◆ **Text section**:
A simple solvable group must be cyclic of prime order (since it must be abelian, and so cannot have proper [normal] subgroups). But a simple solvable group would not contain nontrivial normal subgroups, so the proposition would be true for such a group by vacuity (the hypotheses are never satisfied). Alternatively, if you allow the whole group to be a "nontrivial normal subgroup", your $H$ can only be $G$ itself, which is already abelian, so you can set $A=H=G$; either way, the proposition is true for such a group.
(If $G$ is solvable, then $[G,G]$ is a proper subgroup of $G$; since it is always normal in $G$, if $G$ is also simple, then we must have $[G,G]=\{1\}$, hence $G$ is abelian).
Hint for the question. If $H$ is abelian, you are done. If not, then $[H,H]$ is nontrivial; use the fact that $H^{(n)}\subseteq G^{(n)}$, where $G^{(k)}$ is the $k$th term of the derived series of $G$, to show that $H$ is solvable, and use the fact that $H\triangleleft G$ to show $[H,H]\triangleleft G$. Then replace $H$ with $[H,H]$, lather, rinse, and repeat.
Different hint. Let $1=G_0\triangleleft G_1\triangleleft\cdots\triangleleft G_s = G$, with $G_i/G_{i+1}$ abelian. By Problem 8, you can pick the $G_i$ normal in $G$. Look at $H_i=H\cap G_i$.
Added. Sigh. I didn't notice that Problem 8 assumes $G$ is finite; the result is true, as witnessed by the derived series, but again it's probably not what you want.
Added 2. Okay, this should work; it takes some of the ideas of the hint in Problem 8 of the same page, so it should be "reasonable". Let $i$ be the largest index such that $G_i\cap H$ is a proper subgroup of $H$. Then $H\subseteq G_{i+1}$, hence $G_i\cap H\triangleleft H$. Moreover, $H/(H\cap G_i) \cong (HG_i)/G_i \leq G_{i+1}/G_i$, so $H/(H\cap G_i)$ is abelian. As in problem 8, this means that $x^{-1}y^{-1}xy\in H\cap G_i$ for all $x,y\in H$. Show that this is also true for all $G$-conjugates of $H\cap G_i$, hence their intersection, which is normal in $G$, contains all $x^{-1}y^{-1}xy$ with $x,y\in H$. If this is trivial, then $H$ is abelian and we are done. If it is not trivial, then this intersection is nontrivial, and normal in $G$. Replace $H$ with this intersection, and note that the largest index $j$ such that the intersection with $G_j$ is proper is striclty smaller than $i$; so you can set up a descent. Lather, rinse, and repeat.
From the discussion in the comments two possible solutions arised, here is the first:
Since the group is nilpotent, upper central series terminates. Then for some $n$, $Z_n(G) = G$ and there must be a smallest $i$ such that $N \cap Z_i(G) = \langle e \rangle$ but $N \cap Z_{i+1}(G) \neq \langle e \rangle$. The goal is to show that $N \cap Z_{i+1}(G) \subseteq Z_1(G) = Z(G)$.

◆ **Provided records**:
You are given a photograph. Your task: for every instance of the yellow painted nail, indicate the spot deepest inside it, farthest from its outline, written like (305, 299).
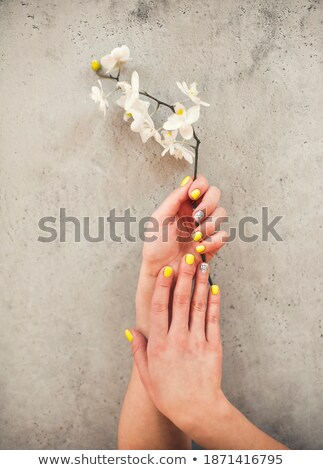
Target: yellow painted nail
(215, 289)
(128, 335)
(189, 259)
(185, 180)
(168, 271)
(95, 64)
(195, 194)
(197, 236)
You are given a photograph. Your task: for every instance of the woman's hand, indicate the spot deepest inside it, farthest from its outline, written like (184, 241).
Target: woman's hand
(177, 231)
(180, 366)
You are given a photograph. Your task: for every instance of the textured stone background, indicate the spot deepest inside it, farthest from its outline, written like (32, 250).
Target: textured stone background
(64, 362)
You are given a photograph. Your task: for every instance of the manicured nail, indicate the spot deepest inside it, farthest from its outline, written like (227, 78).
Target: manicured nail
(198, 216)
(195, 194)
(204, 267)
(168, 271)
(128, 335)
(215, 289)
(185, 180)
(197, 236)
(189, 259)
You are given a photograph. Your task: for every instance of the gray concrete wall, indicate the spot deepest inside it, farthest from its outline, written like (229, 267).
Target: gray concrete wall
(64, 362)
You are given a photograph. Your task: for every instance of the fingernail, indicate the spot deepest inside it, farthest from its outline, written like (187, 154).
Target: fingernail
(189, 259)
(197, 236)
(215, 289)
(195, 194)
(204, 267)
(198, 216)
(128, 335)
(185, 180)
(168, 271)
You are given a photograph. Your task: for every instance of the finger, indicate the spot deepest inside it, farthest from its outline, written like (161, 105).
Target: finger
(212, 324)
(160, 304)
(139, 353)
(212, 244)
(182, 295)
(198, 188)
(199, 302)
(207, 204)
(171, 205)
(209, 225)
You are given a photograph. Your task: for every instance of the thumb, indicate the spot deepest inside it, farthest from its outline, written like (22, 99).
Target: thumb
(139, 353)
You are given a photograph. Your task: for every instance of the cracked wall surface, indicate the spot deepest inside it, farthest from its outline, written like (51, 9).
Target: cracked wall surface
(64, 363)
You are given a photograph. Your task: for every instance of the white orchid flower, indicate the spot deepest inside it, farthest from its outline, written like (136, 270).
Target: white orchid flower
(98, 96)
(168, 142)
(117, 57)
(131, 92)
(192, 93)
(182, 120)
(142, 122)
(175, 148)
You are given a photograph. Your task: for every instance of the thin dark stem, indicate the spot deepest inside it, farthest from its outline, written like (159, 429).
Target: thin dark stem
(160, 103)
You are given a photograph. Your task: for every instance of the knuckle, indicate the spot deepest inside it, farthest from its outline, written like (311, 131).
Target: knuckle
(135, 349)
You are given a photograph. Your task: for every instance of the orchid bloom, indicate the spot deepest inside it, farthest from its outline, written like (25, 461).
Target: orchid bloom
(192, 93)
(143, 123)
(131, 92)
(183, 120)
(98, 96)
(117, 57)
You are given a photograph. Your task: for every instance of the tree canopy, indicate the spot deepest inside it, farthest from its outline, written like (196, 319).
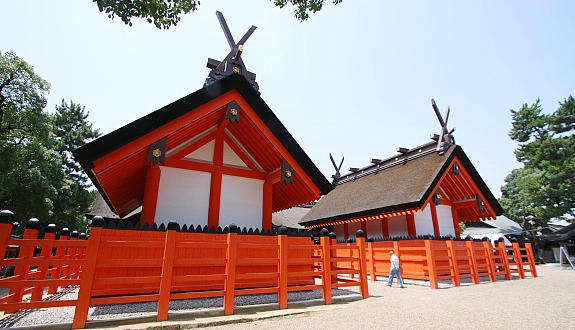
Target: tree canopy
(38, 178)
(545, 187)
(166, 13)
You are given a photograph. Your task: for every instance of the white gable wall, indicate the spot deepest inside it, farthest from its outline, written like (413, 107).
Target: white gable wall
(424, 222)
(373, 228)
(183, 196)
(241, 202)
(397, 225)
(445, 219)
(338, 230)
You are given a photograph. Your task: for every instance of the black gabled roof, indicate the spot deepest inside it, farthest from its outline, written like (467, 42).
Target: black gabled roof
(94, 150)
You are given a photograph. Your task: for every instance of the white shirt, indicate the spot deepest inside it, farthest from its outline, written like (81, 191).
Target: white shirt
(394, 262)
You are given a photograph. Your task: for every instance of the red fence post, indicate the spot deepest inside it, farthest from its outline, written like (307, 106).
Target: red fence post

◆ **What needs to be done**: Could you write out the part of the solvable groups thread above starting with "(If $G$ is solvable, then" and going on through "hence $G$ is abelian)."?

◆ **Finished answer**:
(If $G$ is solvable, then $[G,G]$ is a proper subgroup of $G$; since it is always normal in $G$, if $G$ is also simple, then we must have $[G,G]=\{1\}$, hence $G$ is abelian).